▶ [Goal] Add 116 to every coordinate in the answers and write out the records again, requests included, covering everything from the start of the records down to and including the line containing "(246, 546), (404, 712)". Leave the coordinates in the requests and their format samples unchanged.

▽

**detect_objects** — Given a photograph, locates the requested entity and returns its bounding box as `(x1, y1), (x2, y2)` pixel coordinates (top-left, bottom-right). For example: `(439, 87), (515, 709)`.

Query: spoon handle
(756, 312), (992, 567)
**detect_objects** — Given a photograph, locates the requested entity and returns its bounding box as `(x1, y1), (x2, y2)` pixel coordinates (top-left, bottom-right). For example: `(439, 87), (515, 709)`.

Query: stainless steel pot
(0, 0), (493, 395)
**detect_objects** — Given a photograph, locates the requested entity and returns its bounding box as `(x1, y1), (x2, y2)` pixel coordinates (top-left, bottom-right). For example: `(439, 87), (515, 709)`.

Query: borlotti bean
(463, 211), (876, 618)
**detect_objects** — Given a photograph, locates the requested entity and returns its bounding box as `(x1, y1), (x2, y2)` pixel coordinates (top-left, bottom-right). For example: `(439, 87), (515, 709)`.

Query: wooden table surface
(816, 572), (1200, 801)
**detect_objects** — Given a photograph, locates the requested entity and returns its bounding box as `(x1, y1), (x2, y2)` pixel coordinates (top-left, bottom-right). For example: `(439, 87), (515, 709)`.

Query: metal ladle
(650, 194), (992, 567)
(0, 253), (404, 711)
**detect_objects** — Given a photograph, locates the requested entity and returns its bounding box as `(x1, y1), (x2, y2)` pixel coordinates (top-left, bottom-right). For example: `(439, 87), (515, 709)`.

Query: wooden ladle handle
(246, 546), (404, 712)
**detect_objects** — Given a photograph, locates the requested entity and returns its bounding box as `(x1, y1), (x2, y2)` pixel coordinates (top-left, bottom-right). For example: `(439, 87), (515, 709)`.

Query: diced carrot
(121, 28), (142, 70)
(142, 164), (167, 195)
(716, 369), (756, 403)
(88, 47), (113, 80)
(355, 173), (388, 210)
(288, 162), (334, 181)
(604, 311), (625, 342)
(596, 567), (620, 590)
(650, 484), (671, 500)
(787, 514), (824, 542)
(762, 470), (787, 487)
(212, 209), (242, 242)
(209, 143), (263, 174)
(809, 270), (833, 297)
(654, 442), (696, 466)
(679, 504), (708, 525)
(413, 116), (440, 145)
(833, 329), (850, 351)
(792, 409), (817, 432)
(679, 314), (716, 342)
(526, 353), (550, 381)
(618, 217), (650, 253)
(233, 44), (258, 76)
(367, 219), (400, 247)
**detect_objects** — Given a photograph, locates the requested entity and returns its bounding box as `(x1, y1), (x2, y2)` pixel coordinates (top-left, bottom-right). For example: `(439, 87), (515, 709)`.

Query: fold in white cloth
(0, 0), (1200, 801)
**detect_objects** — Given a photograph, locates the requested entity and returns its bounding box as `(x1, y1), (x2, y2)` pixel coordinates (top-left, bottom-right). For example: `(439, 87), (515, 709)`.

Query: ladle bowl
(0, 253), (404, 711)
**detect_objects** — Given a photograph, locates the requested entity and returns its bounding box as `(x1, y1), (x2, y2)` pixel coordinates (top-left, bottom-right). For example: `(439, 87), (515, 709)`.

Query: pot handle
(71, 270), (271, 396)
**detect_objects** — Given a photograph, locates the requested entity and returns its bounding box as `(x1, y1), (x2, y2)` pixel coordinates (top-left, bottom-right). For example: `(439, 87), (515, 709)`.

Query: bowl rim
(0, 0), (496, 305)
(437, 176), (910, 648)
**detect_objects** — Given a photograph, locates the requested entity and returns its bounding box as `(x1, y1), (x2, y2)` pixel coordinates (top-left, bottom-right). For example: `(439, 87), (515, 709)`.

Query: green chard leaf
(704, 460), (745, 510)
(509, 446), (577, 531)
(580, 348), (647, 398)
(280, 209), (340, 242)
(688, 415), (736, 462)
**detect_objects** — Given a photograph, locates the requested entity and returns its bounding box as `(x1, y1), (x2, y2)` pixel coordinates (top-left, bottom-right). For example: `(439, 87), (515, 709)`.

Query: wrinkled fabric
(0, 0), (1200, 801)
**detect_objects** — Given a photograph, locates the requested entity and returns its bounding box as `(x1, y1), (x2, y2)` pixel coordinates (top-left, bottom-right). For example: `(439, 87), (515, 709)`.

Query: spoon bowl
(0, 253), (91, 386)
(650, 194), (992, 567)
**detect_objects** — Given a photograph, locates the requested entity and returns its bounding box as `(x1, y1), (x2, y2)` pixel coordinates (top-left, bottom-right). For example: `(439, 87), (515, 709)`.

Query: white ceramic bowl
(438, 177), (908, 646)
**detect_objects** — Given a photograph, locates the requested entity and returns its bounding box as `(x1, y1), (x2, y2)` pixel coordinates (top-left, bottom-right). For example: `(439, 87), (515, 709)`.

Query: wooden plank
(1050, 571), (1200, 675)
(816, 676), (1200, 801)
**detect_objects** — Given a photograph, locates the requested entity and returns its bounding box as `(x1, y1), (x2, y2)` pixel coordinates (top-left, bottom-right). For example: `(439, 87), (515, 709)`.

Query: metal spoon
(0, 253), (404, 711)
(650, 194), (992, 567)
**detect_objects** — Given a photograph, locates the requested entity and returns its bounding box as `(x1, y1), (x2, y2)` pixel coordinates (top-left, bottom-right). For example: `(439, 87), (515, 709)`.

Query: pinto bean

△

▶ [Full solution]
**detect_objects** — Given a photograph, locates the requested entity and returns its bounding box as `(x1, y1), (x2, y2)` pixel coordinates (top-left, bottom-right). For example: `(439, 87), (515, 709)`.

Query: spoon handle
(872, 428), (1108, 683)
**detect_objects** — Given a photograph, locates the requested entity and returns its bounding box as `(x1, y1), (x2, y2)` pixel coordinates (top-left, bottom-right). For example: `(439, 87), (515, 709)`.

Query: stainless steel pot
(116, 116), (609, 511)
**detect_objects** — Given a photograph, locates the requested entity and returns its bounding box as `(x1, y1), (x2, y2)` pixel coordinates (top-left, bottom-right). For example: `(439, 87), (515, 709)`.

Query: borlotti bean
(579, 327), (992, 734)
**detect_objects** — Given a photograph, locates the requested entity and returns its bounding box as `(x1, y1), (x2, y2)` pixel coordinates (top-left, bottom-right). For example: `(439, 87), (515, 709)`.

Query: wooden table surface
(932, 688), (1316, 917)
**detect_objects** — Given a photograph, locates the requested entity and returns its bounding box as `(x1, y1), (x2, y2)` pixel coordinates (top-left, bottom-right). For example: `(439, 87), (515, 709)`.

Query: metal ladle
(766, 310), (1108, 683)
(116, 369), (520, 827)
**detect_objects** — Given a photograph, locates the requested entity and returns its bounding box as `(x1, y1), (x2, y2)` pixel coordinates (top-left, bottom-right). For example: `(439, 87), (515, 709)`.

Query: wooden ladle handle
(362, 662), (520, 828)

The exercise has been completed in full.